-- Source document --
--- START ---
An identity that is meaningful to me, though, is singer. In 2020 I quit the choir I'd been in for over 20 years, but I didn't quit being a choir singer: I joined another choir just this January, and it feels great to embody that identity again.

Another identity that is meaningful to me is writer, but in a perverse way. I have a compulsion to write, but in this area I lack almost all the things that lead to success: I don't practice writing or try to improve, I have no great purpose in my writing (although this blog is the closest I've ever come), I have no hope for writing because I have no goal for it. The only thing I have going for me is interest, but even then I struggle to write — it has taken me weeks to write this simple post.

But when I don't write, it bothers me like a chipped tooth. I've had several blogs since the late '90s, I've quit all of them except this one, and sooner or later I always get the urge to start again. I need to write, even if I don't want to. I don't really understand this identity, and I don't know what to do with it, but it's certainly persistent.

What can I do differently in my next career?

The lesson for my next career is to choose something I want to identify with, and to actively build my identity as a whatever. I know from experience that the best way to do that is through community: joining the professional organization, going to meetings, and nurturing relationships in the field.

I also know from experience that identifying with a career isn't enough to save it when the cost-benefit analysis gets too dire. I still think of myself as a copyeditor, but I quit copyediting for sound financial and logistical reasons. I think I'll always be a coach, but I can't make being a coach work financially. The identities survived, but the careers didn't.

The answer might simply be to choose my next career more wisely in terms of financial prospects.

Grit Isn't The Only Thing

At the end of the book, Duckworth describes a framework of characteristics which goes a long way to explaining why I find myself where I am today. She sorts personality characteristics into three clusters:

  • Intellectual Skills, or Skills of Mind: things like curiosity and love of learning,

  • Interpersonal Skills, or Skills of Heart: things like gratitude, social intelligence, and emotional intelligence, and

  • Intrapersonal Skills, or Skills of Will: things like grit, self-control and self-discipline

If this framework is a three-legged stool, one of my legs is missing: I have ample intellectual and interpersonal skills, but precious little in the way of intrapersonal skills. It's no coincidence that these skills are sometimes called "resume skills".
--- END ---
-- Questions --
1/ Summarize this post on identity and career in two sentences.
2/ Write the next part of the post on identity and career, starting after its final sentence.
The material after this text plays no part here.

-- Data excerpts --
--- START ---
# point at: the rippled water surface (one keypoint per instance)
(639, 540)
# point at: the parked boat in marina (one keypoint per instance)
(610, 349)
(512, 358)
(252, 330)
--- END ---
-- Task-by-task outputs --
1/ The author finds meaning in being a singer, having joined a new choir in January, and in being a writer, a compulsion that persists despite a lack of practice, purpose, or goals. For a next career, the author plans to pick a field worth identifying with, build that identity through community, and weigh financial prospects more wisely, and notes that in Duckworth's framework of mind, heart, and will skills, the author is strong in the first two but weak in the third.

2/
I didn't take anything actionable away from this section; there's not much I can do about the sad state of my current resume. But at least it's nice to be reminded that I'm strong in two other areas of character.

Grit, like housework, is morally neutral

Duckworth wrote Grit to explain her research about why some people are successful, and I think it's worth examining what "successful" means. Duckworth means influential, famous, or otherwise professionally accomplished.

She discusses, for example, Jeff Bezos, founder of Amazon. His grit has contributed to the proliferation of shoddy products, environmental damage, and worker injury and death. Duckworth doesn't go into that, but I'm not criticising her; she's very clear that she doesn't believe grit is the only important aspect of character, or even a particularly important aspect of character.

I think that, as with any human characteristic that varies from person to person, there's a place in the world for non-gritty people. Non-gritty people are chill; we prioritize things like relationships and curiosity and rest over achievement and success and sticking with things.

Grit is a tool, like any other, and it's most useful when you understand it, and your relationship to it. Is lack of grit getting in the way of living life the way you want to? Or conversely, is too much grit causing you to hang on to identities and goals which no longer serve you?

I'm glad I finally read this book. It has given me the tools to be more persistent in the future, and to be more discerning about when to give stuff up.